**Page extract**
* * * * * * *

Quote Originally Posted by ksst View Post
I haven't found any Gor books yet. I think I would try them if I did. I don't want to cause friction here, but years ago, when I heard about them, some of my husband's friends were Goreans. I asked him if he had any or had read any of the books, and he had read them and told me what they were, but said that I should not because they were terrible. So I never did. But I was curious then and still am.
Speaking as a former fan, there's two aspects, the literary and the BDSM.

The series was initially commissioned as a 1960s pastiche of Edgar Rice Burroughs' classic sword-and-science adventures, but after the first couple of books the author found his own voice. For the first six or eight books I (in my youth) devoured them as soon as they came out. It began to be obvious that he was reading up on some exotic Earth culture like Inuit or Vikings and building the next book round them, but it worked well enough. After that, I and a lot of people felt they got repetitious, and his weakness for three-page expositions got out of hand. But real fans are still reading them. His style is one you either like or hate, it's a matter of taste.

* * * * * * *

**Exercise data**
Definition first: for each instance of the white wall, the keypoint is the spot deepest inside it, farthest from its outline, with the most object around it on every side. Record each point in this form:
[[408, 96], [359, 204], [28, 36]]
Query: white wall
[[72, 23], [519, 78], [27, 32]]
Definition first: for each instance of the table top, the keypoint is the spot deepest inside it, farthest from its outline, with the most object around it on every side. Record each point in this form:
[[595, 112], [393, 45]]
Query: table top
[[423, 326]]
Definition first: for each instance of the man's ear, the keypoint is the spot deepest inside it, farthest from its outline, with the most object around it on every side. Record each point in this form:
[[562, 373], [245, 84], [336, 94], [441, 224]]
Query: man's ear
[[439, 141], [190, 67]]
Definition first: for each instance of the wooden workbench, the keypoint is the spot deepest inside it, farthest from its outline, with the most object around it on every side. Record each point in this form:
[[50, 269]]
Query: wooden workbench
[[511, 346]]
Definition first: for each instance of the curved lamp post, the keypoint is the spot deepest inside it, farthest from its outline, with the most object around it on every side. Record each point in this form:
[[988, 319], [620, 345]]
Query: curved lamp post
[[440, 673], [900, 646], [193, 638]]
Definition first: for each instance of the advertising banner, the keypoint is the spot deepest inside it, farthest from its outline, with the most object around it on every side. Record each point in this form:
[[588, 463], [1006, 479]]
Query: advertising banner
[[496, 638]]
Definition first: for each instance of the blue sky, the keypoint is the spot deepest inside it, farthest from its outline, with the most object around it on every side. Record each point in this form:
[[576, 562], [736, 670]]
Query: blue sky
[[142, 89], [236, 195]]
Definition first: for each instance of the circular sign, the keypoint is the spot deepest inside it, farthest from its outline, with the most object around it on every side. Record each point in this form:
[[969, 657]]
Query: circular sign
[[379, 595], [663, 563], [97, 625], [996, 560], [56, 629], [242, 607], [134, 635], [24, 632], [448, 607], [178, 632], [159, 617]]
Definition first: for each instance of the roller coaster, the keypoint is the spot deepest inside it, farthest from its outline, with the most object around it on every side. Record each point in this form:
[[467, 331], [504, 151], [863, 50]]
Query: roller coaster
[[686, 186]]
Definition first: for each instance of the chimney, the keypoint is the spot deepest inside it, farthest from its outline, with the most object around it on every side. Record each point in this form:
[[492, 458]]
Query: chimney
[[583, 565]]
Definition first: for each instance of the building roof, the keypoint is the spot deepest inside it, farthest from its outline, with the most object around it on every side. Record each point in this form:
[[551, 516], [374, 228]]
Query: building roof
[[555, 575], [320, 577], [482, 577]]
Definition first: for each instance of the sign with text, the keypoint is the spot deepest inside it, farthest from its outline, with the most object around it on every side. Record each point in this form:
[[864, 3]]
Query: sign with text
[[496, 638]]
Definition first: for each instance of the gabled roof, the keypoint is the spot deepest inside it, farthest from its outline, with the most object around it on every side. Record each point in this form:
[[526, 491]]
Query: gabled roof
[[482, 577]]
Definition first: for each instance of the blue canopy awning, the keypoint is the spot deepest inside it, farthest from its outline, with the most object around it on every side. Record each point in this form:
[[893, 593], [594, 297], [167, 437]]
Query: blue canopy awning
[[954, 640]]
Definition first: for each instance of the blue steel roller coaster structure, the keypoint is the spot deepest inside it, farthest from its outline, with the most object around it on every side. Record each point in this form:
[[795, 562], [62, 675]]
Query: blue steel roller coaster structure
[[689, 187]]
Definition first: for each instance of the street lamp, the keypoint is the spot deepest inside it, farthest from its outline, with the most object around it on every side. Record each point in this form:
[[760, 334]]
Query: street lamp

* * * * * * *

**Required work**
Pick up the forum post about the Gor books where it stops, and keep writing in the same voice.

**Exercise response**
Burroughs' yarns were as sexless as all pulp adventure of the day, so no doubt part of the original Gor proposition was to add in some sex. But in the very first book he introduced slavery as an exotic detail of the culture, and described the look and handling of slavegirls with such eloquence that people like me, who didn't even know that what we were into was called SM, knew we had found a fellow enthusiast. That was enough to keep us reading for a while even when the books started to get slow and overwritten. Since his books were shelved with general adventure fiction when things like Story of O were under the counter, he was many people's first introduction to the joys of bondage and dominance/submission.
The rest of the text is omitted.